Please turn every line of the entries below into a JSON list of strings, with one string per line and blank lines left out.
::: Dataset extract
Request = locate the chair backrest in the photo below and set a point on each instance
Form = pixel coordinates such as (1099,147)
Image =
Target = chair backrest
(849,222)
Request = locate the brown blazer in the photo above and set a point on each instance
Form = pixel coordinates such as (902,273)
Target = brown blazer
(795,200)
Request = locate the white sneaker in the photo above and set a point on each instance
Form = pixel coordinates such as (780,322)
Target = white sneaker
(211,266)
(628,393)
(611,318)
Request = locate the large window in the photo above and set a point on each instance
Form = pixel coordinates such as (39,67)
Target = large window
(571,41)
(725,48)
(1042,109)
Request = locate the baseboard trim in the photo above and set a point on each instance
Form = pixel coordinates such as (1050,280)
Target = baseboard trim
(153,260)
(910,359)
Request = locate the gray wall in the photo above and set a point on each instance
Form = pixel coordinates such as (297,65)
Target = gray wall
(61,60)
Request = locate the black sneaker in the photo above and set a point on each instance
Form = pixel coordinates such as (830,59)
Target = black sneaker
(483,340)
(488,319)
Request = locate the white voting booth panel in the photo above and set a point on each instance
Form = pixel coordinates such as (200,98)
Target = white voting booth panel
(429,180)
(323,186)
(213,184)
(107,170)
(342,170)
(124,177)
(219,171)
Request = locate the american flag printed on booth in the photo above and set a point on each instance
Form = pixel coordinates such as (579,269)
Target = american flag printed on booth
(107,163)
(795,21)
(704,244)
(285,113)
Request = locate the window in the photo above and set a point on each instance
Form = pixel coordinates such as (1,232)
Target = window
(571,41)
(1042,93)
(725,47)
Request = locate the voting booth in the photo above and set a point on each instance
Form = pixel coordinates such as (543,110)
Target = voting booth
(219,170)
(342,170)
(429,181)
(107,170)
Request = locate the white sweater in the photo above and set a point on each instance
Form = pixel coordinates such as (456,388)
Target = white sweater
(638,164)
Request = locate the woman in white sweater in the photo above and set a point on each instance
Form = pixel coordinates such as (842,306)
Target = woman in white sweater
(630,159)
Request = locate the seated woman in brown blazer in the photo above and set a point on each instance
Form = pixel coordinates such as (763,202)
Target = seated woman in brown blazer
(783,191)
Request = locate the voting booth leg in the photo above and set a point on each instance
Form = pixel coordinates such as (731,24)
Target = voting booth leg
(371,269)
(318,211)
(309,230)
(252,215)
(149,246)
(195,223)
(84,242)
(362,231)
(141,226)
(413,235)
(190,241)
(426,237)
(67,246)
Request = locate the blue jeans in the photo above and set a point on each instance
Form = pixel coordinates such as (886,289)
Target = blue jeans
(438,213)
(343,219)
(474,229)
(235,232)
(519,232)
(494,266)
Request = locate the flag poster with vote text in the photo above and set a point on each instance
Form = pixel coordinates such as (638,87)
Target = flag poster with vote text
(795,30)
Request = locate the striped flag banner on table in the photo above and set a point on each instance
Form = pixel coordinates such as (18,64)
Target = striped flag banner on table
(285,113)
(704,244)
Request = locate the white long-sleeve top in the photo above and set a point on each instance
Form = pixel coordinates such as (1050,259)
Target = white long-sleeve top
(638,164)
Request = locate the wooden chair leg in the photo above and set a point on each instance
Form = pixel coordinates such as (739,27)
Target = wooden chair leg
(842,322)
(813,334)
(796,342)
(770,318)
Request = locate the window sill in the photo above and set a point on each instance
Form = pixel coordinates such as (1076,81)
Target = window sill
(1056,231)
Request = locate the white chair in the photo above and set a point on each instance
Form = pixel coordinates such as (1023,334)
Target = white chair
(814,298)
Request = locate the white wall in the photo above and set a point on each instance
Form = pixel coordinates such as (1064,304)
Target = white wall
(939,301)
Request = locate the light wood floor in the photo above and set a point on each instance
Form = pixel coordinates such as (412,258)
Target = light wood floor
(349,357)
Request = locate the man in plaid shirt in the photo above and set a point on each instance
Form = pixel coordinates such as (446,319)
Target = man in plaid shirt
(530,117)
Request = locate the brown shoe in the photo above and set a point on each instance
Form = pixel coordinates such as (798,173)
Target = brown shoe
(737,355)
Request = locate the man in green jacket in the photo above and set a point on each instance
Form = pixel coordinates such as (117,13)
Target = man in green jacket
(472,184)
::::::
- **Finished answer**
[
  "Request = locate the chair backrest in the photo below and set a point on each instance",
  "Form = pixel coordinates such as (1099,147)",
  "Image =",
  "Target = chair backrest",
  "(849,222)",
  "Request = locate the brown blazer in the photo above and set a point on each instance",
  "Form = pixel coordinates such as (902,273)",
  "Target = brown blazer",
  "(795,200)",
  "Request = locate the white sneaker in the photo above and set a point on each instance",
  "Form = pixel coordinates such as (780,322)",
  "Target = white sneaker",
  "(211,266)",
  "(628,393)",
  "(611,318)",
  "Request = locate the large window in the photo above and set a point on each instance",
  "Form = pixel coordinates such as (39,67)",
  "Target = large window",
  "(571,41)",
  "(725,48)",
  "(1042,109)",
  "Request = locate the baseboard trim in the photo above and set a point on each instance",
  "Form = pixel coordinates such as (1050,280)",
  "Target = baseboard trim",
  "(153,260)",
  "(910,359)",
  "Request = locate the gray wall in the photo above and set a point on each instance",
  "Form = pixel coordinates such as (297,65)",
  "Target = gray wall",
  "(61,60)",
  "Request = locate the black sneaker in the photo above and set a point on each instance",
  "Form = pixel coordinates such as (830,59)",
  "Target = black sneaker",
  "(483,340)",
  "(488,319)",
  "Request = locate the white voting booth panel in the photo above and set a point on each instance",
  "Form = pixel coordinates such as (200,98)",
  "Target = white voting booth panel",
  "(429,180)",
  "(323,186)",
  "(213,184)",
  "(107,170)",
  "(342,170)",
  "(124,177)",
  "(219,171)",
  "Request = locate the american flag printed on booth in the photo above and set a point on each instance",
  "Form = pixel coordinates such as (579,269)",
  "Target = american flag printed on booth",
  "(107,163)",
  "(795,21)",
  "(704,244)",
  "(285,113)",
  "Request = locate the window in the photo above and set a point on each instance",
  "Form = pixel coordinates such as (1,232)",
  "Target = window",
  "(571,41)",
  "(1042,93)",
  "(725,47)",
  "Request = locate the voting booth in the photo above and set a point on each instance",
  "Form = pixel coordinates such as (543,110)",
  "Target = voting booth",
  "(219,170)",
  "(342,170)",
  "(429,181)",
  "(107,170)",
  "Request = locate the white sweater in the photo above and set a point on each instance",
  "Form = pixel coordinates such as (456,388)",
  "Target = white sweater",
  "(638,164)",
  "Request = locate the woman in white sweater in the photo above and set a point on each instance",
  "Form = pixel coordinates such as (842,306)",
  "Target = woman in white sweater",
  "(630,159)",
  "Request = locate the seated woman in brown blazer in the photo above and set a point on each instance",
  "Form = pixel coordinates such as (763,202)",
  "Target = seated woman in brown blazer",
  "(783,191)",
  "Request = locate the voting booth leg in the photo above and set a point on each instance",
  "Form = pixel coordinates such as (731,24)",
  "Target = voting booth leg",
  "(371,269)",
  "(318,211)",
  "(309,230)",
  "(252,215)",
  "(149,246)",
  "(195,223)",
  "(84,242)",
  "(362,231)",
  "(141,226)",
  "(413,235)",
  "(190,241)",
  "(426,237)",
  "(67,246)",
  "Request = locate the blue jeans in the photo above and set a point on each instance",
  "Form = pixel coordinates such as (886,289)",
  "Target = blue jeans",
  "(438,213)",
  "(343,219)",
  "(474,229)",
  "(235,232)",
  "(519,232)",
  "(494,266)",
  "Request = locate the flag poster with vote text in the photo above and set a point on each instance",
  "Form = pixel coordinates such as (638,87)",
  "Target = flag poster with vote text",
  "(795,30)",
  "Request = locate the striped flag banner on table in the photo above and set a point on each instance",
  "Form = pixel coordinates such as (18,64)",
  "Target = striped flag banner on table",
  "(285,113)",
  "(704,244)",
  "Request = locate the white long-sleeve top in the photo above and set a point on each instance",
  "Form = pixel coordinates such as (1050,259)",
  "Target = white long-sleeve top",
  "(638,164)",
  "Request = locate the wooden chair leg in the photo above and set a point on each instance",
  "Form = pixel coordinates such as (739,27)",
  "Target = wooden chair leg",
  "(842,322)",
  "(813,334)",
  "(796,342)",
  "(770,318)",
  "Request = locate the window sill in the photo above and set a point on each instance",
  "Form = pixel coordinates such as (1076,81)",
  "Target = window sill",
  "(1056,231)",
  "Request = locate the white chair in the photo above and set a point on each instance",
  "Form = pixel coordinates such as (1023,334)",
  "Target = white chair",
  "(814,298)",
  "Request = locate the white wall in the photo above and set a point on each instance",
  "Form = pixel coordinates such as (1064,304)",
  "Target = white wall",
  "(939,301)",
  "Request = locate the light wood floor in the photo above and set a point on each instance",
  "Form = pixel coordinates such as (412,258)",
  "Target = light wood floor",
  "(349,357)",
  "Request = locate the man in plaid shirt in the photo above and set a point on each instance",
  "Form = pixel coordinates such as (446,319)",
  "Target = man in plaid shirt",
  "(530,117)",
  "Request = locate the brown shoe in the photo above and set a point on each instance",
  "Form = pixel coordinates such as (798,173)",
  "Target = brown shoe",
  "(737,355)",
  "Request = locate the man in green jacket in the photo above and set a point on each instance",
  "Form = pixel coordinates such as (117,13)",
  "Target = man in green jacket",
  "(472,184)"
]